-------- Data shown --------

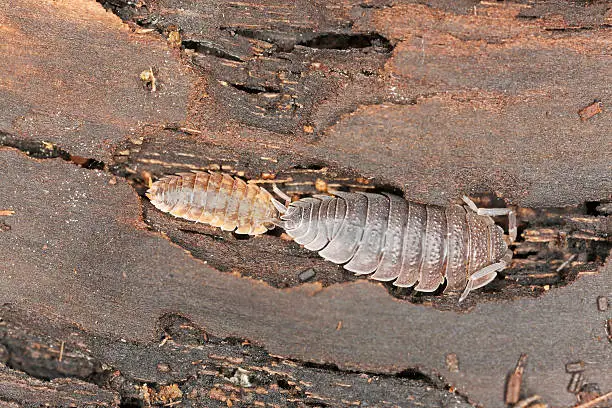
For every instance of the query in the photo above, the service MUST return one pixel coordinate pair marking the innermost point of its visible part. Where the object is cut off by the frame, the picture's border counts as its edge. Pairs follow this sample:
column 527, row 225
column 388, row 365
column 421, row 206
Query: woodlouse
column 403, row 241
column 217, row 199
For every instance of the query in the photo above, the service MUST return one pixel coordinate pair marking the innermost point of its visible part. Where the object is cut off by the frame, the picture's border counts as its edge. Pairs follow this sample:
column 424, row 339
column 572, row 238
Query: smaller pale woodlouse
column 217, row 199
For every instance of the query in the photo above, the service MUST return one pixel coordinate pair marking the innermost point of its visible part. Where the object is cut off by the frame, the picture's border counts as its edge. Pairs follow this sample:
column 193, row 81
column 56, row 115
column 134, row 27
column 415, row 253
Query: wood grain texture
column 141, row 276
column 432, row 101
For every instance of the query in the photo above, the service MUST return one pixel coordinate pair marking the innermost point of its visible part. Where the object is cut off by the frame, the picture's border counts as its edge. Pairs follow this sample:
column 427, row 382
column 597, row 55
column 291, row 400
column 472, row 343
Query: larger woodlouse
column 403, row 241
column 217, row 199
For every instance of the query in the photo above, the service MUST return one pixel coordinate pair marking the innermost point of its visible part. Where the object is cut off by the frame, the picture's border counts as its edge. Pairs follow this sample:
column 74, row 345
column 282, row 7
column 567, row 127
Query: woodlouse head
column 292, row 218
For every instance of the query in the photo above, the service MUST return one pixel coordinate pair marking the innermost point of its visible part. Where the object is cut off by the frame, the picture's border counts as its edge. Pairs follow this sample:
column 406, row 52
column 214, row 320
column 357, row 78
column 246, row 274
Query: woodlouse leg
column 494, row 212
column 482, row 277
column 281, row 194
column 278, row 205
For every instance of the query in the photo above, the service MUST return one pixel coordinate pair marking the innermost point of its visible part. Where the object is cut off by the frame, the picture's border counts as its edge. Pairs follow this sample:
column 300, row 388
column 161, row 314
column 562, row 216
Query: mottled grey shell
column 395, row 239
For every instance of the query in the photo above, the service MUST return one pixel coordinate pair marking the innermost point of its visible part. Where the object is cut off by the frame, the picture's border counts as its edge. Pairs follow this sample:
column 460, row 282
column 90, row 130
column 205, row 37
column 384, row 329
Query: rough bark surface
column 430, row 101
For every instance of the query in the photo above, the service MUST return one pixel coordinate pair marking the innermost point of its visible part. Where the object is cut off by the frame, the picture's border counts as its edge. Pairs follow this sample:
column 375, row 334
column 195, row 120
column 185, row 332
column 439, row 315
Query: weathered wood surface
column 433, row 100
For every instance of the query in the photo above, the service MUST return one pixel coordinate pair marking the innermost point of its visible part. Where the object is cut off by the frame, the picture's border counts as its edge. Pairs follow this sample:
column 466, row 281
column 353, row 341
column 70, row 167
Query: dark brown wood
column 430, row 101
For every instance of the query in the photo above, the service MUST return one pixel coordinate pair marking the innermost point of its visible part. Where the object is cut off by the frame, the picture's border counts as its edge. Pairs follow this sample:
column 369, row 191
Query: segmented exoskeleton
column 217, row 199
column 403, row 241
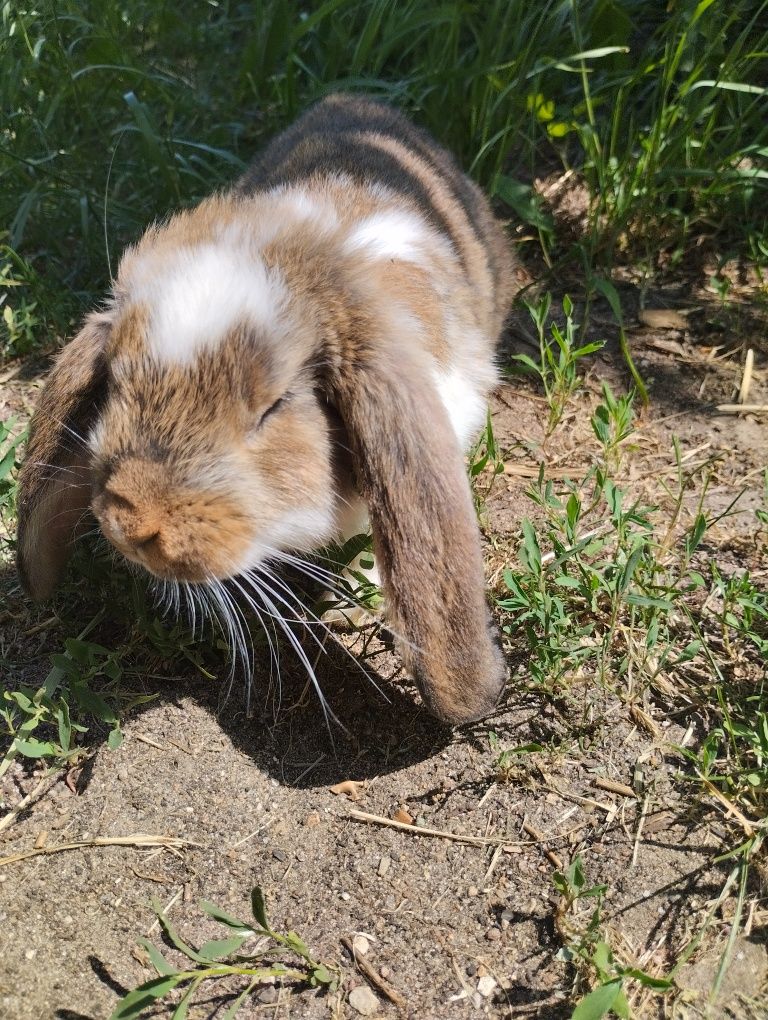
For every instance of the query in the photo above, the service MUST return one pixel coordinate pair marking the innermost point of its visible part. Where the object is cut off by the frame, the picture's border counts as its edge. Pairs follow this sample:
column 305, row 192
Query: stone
column 485, row 985
column 363, row 1001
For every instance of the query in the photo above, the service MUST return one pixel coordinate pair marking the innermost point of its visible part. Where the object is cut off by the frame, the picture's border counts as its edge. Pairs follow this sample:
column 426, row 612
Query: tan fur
column 271, row 434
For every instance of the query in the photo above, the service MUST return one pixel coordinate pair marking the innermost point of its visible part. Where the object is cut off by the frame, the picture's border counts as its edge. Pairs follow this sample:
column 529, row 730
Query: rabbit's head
column 227, row 406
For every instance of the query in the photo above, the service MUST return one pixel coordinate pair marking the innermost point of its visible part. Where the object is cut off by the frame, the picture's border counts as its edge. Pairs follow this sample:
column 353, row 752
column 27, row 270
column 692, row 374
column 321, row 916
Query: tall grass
column 113, row 113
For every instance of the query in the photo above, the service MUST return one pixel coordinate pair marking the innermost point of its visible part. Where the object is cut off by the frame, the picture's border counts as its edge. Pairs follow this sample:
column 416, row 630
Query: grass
column 114, row 114
column 219, row 959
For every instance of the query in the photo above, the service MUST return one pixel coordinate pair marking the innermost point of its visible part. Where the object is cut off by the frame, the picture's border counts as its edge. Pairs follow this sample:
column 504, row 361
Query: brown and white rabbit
column 314, row 344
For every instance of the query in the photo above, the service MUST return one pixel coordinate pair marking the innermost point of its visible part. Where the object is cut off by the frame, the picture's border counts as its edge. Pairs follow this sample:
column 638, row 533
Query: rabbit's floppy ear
column 54, row 481
column 410, row 470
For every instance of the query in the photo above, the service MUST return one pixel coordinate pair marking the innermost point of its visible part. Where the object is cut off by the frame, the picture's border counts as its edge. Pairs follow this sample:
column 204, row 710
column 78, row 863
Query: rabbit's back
column 365, row 146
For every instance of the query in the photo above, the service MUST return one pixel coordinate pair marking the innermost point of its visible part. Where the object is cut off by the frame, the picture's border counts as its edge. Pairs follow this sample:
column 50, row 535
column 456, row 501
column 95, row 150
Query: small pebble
column 363, row 1001
column 485, row 985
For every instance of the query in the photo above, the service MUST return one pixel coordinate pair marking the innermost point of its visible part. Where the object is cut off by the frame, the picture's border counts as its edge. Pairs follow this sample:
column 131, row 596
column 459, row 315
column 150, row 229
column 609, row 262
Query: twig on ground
column 551, row 856
column 608, row 808
column 749, row 366
column 48, row 780
column 637, row 834
column 614, row 787
column 475, row 840
column 137, row 839
column 743, row 408
column 149, row 741
column 374, row 978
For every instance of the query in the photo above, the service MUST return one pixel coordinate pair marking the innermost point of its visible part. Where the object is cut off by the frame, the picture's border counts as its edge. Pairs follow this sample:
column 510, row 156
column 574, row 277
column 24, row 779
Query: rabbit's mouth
column 173, row 531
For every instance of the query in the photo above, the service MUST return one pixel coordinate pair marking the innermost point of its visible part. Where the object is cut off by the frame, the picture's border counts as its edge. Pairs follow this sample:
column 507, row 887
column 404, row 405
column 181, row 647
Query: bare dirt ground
column 252, row 798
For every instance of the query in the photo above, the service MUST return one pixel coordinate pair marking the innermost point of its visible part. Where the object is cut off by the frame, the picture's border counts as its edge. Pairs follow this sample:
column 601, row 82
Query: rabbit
column 309, row 350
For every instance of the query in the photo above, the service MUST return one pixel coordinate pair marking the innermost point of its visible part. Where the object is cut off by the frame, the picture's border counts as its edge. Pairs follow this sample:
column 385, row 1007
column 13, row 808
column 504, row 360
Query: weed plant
column 223, row 958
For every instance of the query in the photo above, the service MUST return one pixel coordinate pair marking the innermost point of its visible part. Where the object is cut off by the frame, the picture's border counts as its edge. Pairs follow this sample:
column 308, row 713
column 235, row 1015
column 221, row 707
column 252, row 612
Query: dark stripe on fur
column 325, row 141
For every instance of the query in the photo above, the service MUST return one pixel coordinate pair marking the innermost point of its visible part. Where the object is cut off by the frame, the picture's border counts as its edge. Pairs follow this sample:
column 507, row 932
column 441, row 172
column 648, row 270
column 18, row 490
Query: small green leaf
column 32, row 748
column 661, row 983
column 223, row 918
column 134, row 1004
column 158, row 961
column 258, row 906
column 598, row 1003
column 115, row 738
column 218, row 949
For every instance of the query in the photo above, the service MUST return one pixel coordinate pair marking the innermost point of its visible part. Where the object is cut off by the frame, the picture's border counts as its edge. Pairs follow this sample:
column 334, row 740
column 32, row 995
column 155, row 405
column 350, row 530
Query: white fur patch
column 295, row 530
column 393, row 235
column 200, row 293
column 466, row 406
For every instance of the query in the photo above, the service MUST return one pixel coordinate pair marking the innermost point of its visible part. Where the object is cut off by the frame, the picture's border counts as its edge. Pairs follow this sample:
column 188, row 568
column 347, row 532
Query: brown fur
column 197, row 465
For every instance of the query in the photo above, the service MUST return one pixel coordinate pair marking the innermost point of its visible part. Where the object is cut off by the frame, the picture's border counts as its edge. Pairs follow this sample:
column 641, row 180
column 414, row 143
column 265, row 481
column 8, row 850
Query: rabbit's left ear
column 410, row 470
column 55, row 479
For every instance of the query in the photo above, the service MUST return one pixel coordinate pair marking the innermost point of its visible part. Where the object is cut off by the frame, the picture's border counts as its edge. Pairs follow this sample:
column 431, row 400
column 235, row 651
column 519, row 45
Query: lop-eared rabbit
column 272, row 369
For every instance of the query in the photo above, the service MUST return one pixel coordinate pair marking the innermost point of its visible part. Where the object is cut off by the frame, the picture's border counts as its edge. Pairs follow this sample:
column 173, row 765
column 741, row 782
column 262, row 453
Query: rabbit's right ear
column 55, row 478
column 410, row 470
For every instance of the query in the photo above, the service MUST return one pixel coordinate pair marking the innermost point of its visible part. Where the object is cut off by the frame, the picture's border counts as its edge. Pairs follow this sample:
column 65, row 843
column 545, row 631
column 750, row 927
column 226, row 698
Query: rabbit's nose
column 126, row 523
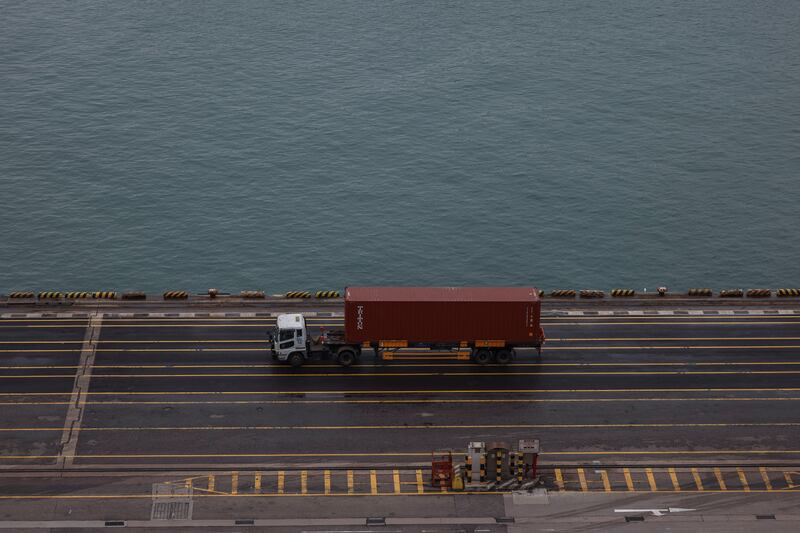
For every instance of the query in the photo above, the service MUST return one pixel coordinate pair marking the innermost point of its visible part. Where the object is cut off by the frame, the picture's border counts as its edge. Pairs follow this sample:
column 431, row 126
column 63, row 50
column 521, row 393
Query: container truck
column 483, row 324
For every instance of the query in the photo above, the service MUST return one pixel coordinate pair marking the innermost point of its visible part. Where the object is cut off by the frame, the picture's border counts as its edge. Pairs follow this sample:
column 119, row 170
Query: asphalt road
column 202, row 391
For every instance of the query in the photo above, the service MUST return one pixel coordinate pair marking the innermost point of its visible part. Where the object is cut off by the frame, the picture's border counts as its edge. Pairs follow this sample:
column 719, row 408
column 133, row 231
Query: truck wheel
column 346, row 357
column 296, row 359
column 482, row 357
column 503, row 357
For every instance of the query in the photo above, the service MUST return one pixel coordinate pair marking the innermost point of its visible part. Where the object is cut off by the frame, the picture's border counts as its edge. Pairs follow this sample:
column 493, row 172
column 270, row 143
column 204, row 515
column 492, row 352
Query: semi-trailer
column 483, row 324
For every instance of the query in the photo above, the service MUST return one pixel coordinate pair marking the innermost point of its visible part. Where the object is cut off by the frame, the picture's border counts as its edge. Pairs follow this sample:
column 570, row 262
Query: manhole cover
column 171, row 502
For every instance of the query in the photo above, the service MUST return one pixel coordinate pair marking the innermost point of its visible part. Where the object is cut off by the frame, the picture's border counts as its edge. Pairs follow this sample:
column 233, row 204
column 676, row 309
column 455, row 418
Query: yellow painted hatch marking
column 720, row 480
column 697, row 480
column 628, row 480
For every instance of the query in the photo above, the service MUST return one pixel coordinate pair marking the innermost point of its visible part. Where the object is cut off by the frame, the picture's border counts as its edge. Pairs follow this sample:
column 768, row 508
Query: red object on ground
column 442, row 469
column 443, row 314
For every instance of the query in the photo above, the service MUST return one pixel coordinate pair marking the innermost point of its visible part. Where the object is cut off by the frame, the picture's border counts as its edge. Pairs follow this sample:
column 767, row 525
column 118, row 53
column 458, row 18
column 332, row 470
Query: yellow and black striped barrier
column 759, row 293
column 75, row 295
column 592, row 294
column 176, row 295
column 328, row 294
column 731, row 293
column 699, row 292
column 50, row 295
column 622, row 293
column 134, row 295
column 252, row 294
column 21, row 294
column 104, row 295
column 297, row 294
column 564, row 293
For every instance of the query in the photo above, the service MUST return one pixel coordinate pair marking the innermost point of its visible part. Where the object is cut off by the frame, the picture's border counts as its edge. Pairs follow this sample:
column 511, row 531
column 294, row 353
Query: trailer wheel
column 503, row 357
column 345, row 357
column 482, row 357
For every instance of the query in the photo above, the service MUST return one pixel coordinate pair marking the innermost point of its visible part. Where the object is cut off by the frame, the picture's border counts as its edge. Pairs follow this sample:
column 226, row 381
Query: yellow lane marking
column 473, row 374
column 399, row 454
column 651, row 480
column 674, row 477
column 417, row 401
column 606, row 482
column 414, row 365
column 743, row 480
column 390, row 391
column 603, row 339
column 425, row 426
column 628, row 480
column 720, row 480
column 559, row 478
column 582, row 480
column 765, row 478
column 697, row 480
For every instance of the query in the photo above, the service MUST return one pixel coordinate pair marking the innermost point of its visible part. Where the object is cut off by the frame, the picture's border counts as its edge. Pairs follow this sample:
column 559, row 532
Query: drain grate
column 170, row 511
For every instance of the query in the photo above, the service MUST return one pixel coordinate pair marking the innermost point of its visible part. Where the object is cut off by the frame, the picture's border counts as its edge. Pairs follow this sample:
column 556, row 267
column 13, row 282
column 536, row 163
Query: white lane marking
column 72, row 422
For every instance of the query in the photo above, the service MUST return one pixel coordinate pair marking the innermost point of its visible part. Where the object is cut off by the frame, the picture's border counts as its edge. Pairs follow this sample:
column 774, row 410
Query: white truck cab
column 289, row 339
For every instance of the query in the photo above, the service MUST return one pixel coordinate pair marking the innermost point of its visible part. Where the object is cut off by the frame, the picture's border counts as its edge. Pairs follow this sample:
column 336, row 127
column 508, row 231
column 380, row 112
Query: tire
column 483, row 357
column 346, row 357
column 503, row 357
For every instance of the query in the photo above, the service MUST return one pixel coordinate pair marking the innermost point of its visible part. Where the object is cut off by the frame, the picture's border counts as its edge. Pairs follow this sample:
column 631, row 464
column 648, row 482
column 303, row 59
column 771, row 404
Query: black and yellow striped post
column 498, row 465
column 699, row 292
column 328, row 294
column 759, row 293
column 176, row 295
column 622, row 293
column 563, row 293
column 74, row 295
column 731, row 293
column 50, row 295
column 104, row 295
column 587, row 293
column 520, row 462
column 21, row 294
column 252, row 294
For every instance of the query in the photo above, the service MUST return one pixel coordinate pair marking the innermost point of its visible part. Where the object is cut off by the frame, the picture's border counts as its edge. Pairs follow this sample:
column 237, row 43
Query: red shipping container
column 444, row 315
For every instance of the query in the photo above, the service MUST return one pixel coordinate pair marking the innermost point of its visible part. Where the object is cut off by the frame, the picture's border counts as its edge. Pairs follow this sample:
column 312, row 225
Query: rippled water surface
column 314, row 144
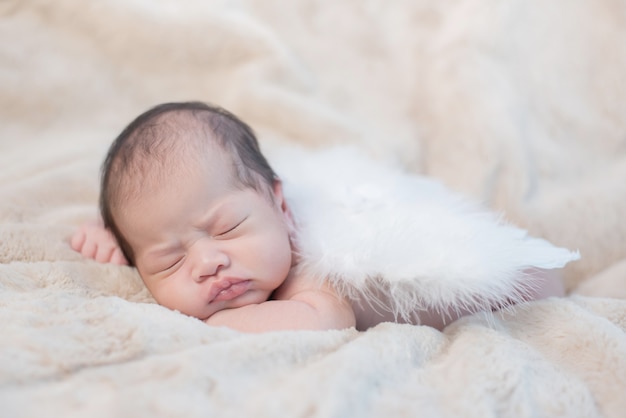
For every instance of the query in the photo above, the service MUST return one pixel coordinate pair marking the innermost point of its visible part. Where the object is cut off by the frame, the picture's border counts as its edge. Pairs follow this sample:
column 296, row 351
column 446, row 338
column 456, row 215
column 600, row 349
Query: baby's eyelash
column 171, row 266
column 233, row 228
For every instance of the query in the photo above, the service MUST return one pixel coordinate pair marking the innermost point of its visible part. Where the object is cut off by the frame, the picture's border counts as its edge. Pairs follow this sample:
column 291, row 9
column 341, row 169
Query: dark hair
column 146, row 135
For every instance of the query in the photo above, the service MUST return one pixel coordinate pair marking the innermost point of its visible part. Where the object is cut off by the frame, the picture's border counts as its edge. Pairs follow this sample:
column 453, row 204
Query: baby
column 188, row 198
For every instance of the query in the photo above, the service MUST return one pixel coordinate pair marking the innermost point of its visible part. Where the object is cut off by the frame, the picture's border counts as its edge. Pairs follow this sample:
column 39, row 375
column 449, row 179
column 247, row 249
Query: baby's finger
column 118, row 258
column 89, row 249
column 103, row 253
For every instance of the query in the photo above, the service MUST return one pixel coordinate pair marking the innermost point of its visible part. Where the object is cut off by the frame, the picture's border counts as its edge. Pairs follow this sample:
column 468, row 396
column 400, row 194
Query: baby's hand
column 93, row 240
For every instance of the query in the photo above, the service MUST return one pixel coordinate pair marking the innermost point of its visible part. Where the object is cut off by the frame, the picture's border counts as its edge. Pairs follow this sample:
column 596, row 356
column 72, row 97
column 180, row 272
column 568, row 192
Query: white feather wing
column 370, row 228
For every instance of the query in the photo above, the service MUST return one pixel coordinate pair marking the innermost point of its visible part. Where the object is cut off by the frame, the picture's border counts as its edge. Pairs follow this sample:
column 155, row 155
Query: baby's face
column 201, row 245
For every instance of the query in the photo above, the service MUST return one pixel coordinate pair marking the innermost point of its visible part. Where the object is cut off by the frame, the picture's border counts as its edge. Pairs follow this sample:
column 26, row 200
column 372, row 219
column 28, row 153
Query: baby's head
column 197, row 209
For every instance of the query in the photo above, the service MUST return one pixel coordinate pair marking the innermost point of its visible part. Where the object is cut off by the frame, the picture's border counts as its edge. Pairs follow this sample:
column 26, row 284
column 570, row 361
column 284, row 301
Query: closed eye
column 232, row 229
column 171, row 266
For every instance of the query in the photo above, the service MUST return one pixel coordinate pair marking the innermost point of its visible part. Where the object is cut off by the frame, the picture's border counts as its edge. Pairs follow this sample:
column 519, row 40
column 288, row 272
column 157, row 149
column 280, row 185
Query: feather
column 373, row 230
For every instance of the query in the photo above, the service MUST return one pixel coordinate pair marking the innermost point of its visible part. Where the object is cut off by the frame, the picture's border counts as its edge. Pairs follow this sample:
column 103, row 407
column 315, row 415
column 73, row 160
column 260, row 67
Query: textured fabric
column 519, row 105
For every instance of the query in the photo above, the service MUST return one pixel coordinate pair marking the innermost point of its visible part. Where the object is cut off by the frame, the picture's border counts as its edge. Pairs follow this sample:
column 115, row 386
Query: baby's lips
column 228, row 289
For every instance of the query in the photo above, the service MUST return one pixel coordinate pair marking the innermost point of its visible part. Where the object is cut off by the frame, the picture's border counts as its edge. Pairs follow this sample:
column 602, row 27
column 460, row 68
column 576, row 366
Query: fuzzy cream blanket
column 519, row 104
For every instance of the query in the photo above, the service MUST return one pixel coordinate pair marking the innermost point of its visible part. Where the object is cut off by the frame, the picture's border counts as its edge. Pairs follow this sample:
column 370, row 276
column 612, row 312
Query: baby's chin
column 252, row 297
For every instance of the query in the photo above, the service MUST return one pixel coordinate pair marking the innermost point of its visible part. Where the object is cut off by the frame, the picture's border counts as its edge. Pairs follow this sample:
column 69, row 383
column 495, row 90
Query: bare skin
column 211, row 249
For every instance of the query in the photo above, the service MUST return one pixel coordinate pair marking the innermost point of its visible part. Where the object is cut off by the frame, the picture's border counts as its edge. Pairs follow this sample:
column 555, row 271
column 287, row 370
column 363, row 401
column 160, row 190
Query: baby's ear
column 277, row 189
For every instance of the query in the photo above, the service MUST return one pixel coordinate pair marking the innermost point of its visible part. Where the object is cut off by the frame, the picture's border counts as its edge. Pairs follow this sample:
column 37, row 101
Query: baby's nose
column 208, row 261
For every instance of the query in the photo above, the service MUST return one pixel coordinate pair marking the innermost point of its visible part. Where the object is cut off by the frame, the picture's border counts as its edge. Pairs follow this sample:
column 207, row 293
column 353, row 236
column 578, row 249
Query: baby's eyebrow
column 160, row 251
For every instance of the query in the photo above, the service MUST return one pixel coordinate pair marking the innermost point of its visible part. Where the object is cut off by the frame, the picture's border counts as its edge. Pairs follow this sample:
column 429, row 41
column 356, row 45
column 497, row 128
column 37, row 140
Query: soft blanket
column 519, row 104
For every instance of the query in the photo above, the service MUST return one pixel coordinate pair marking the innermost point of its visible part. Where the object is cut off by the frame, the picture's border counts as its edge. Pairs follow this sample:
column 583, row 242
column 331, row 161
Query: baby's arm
column 316, row 309
column 93, row 240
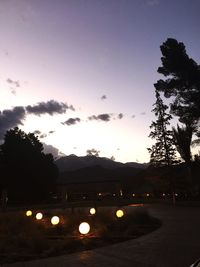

--------

* _Stated exercise_
Extract every line of the records above that contains the word "container".

* _Solution to this task_
Query: container truck
Query: red shipping container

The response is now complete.